■ **Text provided**:
════

In [None]:
import numpy as np
import pandas as pd
import xgboost
from sklearn.preprocessing import LabelBinarizer, LabelEncoder
from sklearn.neighbors import KNeighborsClassifier
from sklearn.metrics import classification_report
import pickle as pkl
import matplotlib.pyplot as plt
import seaborn as sns
from sklearn.model_selection import train_test_split, RandomizedSearchCV, GridSearchCV
from sklearn.metrics import balanced_accuracy_score, roc_auc_score, make_scorer, classification_report, ConfusionMatrixDisplay, confusion_matrix, plot_confusion_matrix
import itertools
from datetime import datetime
from sklearn.ensemble import RandomForestClassifier
from sklearn.datasets import make_hastie_10_2
from sklearn.model_selection import GridSearchCV
from sklearn.metrics import make_scorer
from sklearn.metrics import accuracy_score, recall_score, f1_score
import warnings
warnings.filterwarnings('ignore')

## Preprocessing

In [None]:
def preprocessing(raw_data):
    data = raw_data

    # Dealing with 'sex' column
    sex_encoder = LabelBinarizer()
    sex_encoder.fit(data['sex'])
    transformed = sex_encoder.transform(data['sex'])
    df = pd.DataFrame(transformed, columns=['male'])
    data = pd.concat([data, df], axis=1).drop(['sex'], axis=1)

    # Dealing with 'province' and 'country' and duplicate lat lon columns
    data = data.drop(columns=['province', 'country', 'Province_State', 'Country_Region', 'Lat', 'Long_'])

    # Dealing with 'date_confirmation' column
    data['date_confirmation'] = pd.to_datetime(data.date_confirmation, infer_datetime_format=True).apply(lambda x: x.toordinal())

════

■ **Items**:
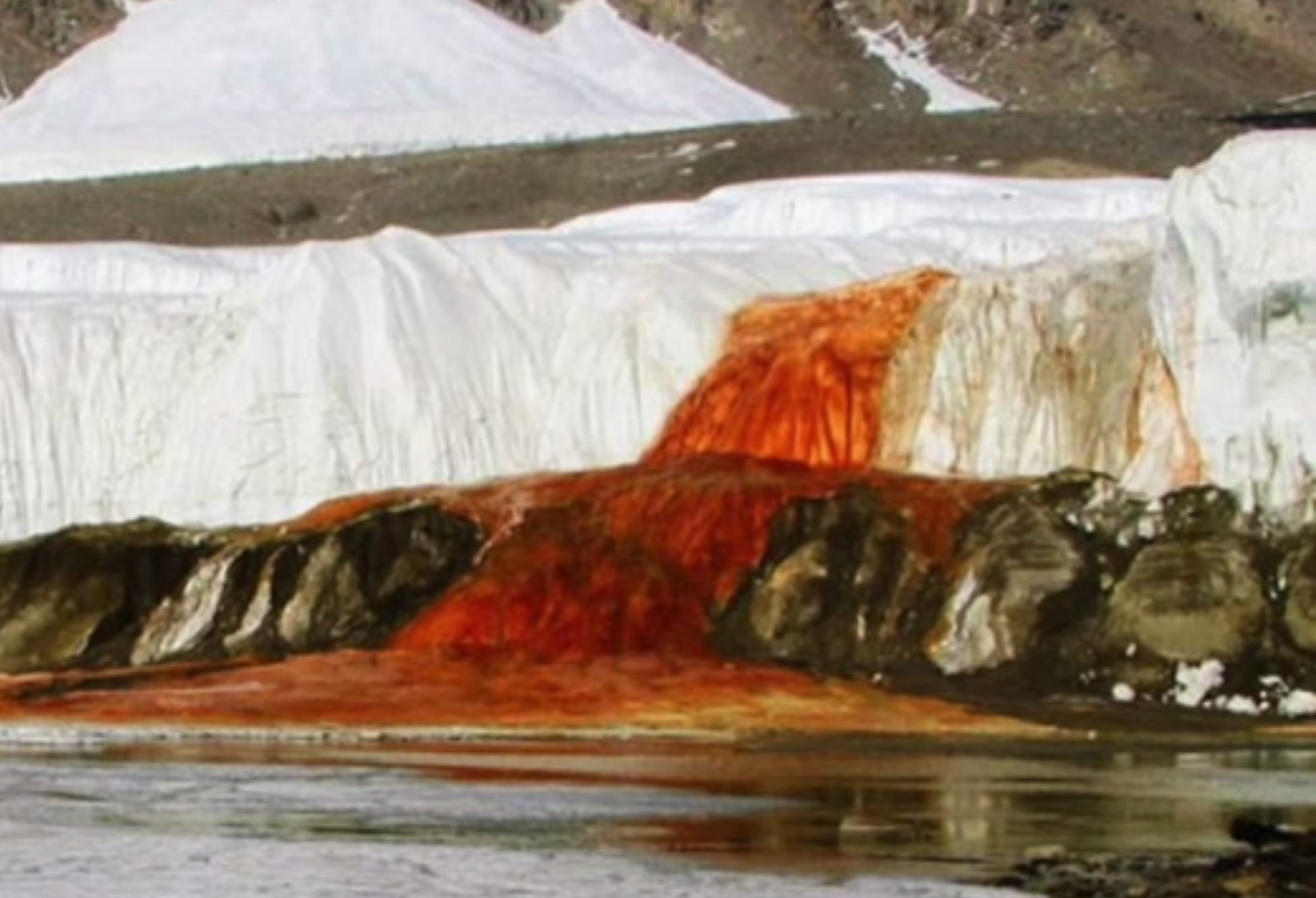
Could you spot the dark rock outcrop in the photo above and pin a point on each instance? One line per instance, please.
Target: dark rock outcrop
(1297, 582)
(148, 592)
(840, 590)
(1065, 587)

════

■ **To do**:
#1 In the notebook code, what column name is given to the DataFrame built from the transformed 'sex' data?
#2 Count the lines of the records that contain the string "outcrop", treating uppercase and lowercase as different, and reply with only the number.
The notebook code and the records have no connection to each other.

■ **The responses**:
#1 male

#2 2